David Torres-Público.es
abril 16, 2020
No hay muchas cosas que sirvan para enfrentarse a una situación tan anormal como la que estamos viviendo con la cuarentena provocada por el Covid19, pero la hipocondría y las películas de zombis ayudan bastante, se lo aseguro. Como llevo toda la vida entrenándome a fondo en ambas disciplinas, puedo decir que el confinamiento no se me está haciendo demasiado pesado, teniendo en cuenta que había días, antes de esta catástrofe, que no bajaba a la calle salvo para tirar la basura, exactamente igual que ahora. Tomarse la temperatura y sospechar que se padece una enfermedad mortal son actividades cotidianas para los hipocondríacos, de manera que puede decirse que ya estábamos acostumbrados.
Hace poco volví a ver Dawn of the Dead (1978), la octava película de Romero y la segunda dedicada al subgénero que fundó con la maravillosa La noche de los muertos vivientes (1968), una extraordinaria obra maestra en la que demostró, de una vez por todas, que el infierno ya está aquí y que el hombre es un lobo para el hombre. Estrenada en España con el lamentable título de Zombi, en su particular amanecer de los muertos Romero encontró la metáfora definitiva del colapso de la civilización occidental al encerrar a un grupo de supervivientes en un centro comercial asediado por hordas de zombis. Por faltar, no faltan ni los vecinos insoportables simbolizados en una banda de motoristas ataviados con estética neonazi. Hay un remake bastante decente, realizado con muchos más medios en 2004 por Zack Snyder, donde la escalofriante secuencia de inicio es netamente superior a la original y además los muertos corren que se las pelan.
###
**TAREAS REQUERIDAS**
1. Reescribe la parte del texto que empieza con las palabras «David Torres-Público.es» y termina con «ya estábamos acostumbrados.», sustituyendo «cuarentena» por «pandemia».
2. Según el texto, ¿con qué título se estrenó en España Dawn of the Dead?
Los ítems que vienen a continuación no guardan relación con el texto.

**DATOS PROPORCIONADOS**
###
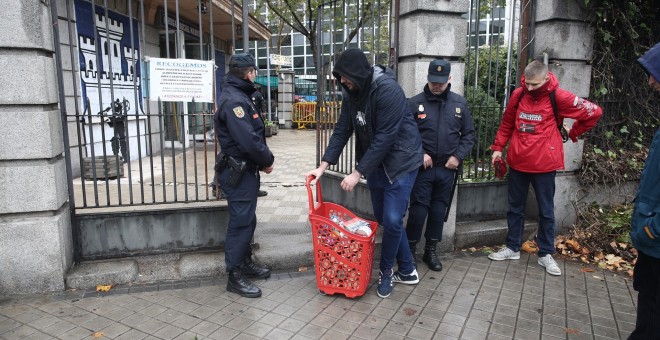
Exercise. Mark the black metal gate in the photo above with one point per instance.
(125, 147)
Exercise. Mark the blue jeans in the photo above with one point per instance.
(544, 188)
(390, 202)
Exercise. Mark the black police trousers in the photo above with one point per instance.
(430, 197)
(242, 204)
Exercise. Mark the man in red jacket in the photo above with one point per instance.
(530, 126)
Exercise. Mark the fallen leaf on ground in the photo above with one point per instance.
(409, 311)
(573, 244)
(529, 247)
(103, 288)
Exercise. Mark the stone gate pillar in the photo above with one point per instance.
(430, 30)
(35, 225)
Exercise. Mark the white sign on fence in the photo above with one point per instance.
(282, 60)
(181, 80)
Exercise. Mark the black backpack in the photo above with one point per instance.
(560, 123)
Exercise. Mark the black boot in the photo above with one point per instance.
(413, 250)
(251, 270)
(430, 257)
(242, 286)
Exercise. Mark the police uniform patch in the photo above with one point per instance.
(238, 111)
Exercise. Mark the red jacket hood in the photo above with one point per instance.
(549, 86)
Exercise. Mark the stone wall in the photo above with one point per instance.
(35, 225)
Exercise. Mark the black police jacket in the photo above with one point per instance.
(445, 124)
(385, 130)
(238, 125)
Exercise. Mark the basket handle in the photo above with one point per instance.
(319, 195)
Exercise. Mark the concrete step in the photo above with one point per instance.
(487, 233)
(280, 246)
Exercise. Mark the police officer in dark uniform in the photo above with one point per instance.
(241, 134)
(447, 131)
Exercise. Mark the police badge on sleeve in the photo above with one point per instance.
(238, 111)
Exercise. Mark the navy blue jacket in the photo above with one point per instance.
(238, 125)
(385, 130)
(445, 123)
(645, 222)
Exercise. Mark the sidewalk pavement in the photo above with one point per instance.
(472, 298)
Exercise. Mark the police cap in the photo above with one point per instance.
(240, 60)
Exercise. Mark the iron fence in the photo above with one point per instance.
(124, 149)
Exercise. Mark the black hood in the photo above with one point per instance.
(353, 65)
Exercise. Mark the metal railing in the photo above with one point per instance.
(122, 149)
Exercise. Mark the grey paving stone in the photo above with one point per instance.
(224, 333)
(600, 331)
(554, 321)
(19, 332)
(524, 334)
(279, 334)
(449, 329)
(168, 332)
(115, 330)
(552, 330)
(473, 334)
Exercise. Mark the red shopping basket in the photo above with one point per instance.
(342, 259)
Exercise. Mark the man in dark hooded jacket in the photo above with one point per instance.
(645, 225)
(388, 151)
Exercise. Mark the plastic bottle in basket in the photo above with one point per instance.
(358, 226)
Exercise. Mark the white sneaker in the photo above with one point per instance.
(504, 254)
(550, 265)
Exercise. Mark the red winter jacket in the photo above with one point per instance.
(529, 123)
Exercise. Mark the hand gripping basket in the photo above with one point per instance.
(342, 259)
###
**RESPUESTAS**
1.
David Torres-Público.es
abril 16, 2020
No hay muchas cosas que sirvan para enfrentarse a una situación tan anormal como la que estamos viviendo con la pandemia provocada por el Covid19, pero la hipocondría y las películas de zombis ayudan bastante, se lo aseguro. Como llevo toda la vida entrenándome a fondo en ambas disciplinas, puedo decir que el confinamiento no se me está haciendo demasiado pesado, teniendo en cuenta que había días, antes de esta catástrofe, que no bajaba a la calle salvo para tirar la basura, exactamente igual que ahora. Tomarse la temperatura y sospechar que se padece una enfermedad mortal son actividades cotidianas para los hipocondríacos, de manera que puede decirse que ya estábamos acostumbrados.

2. Con el título de Zombi.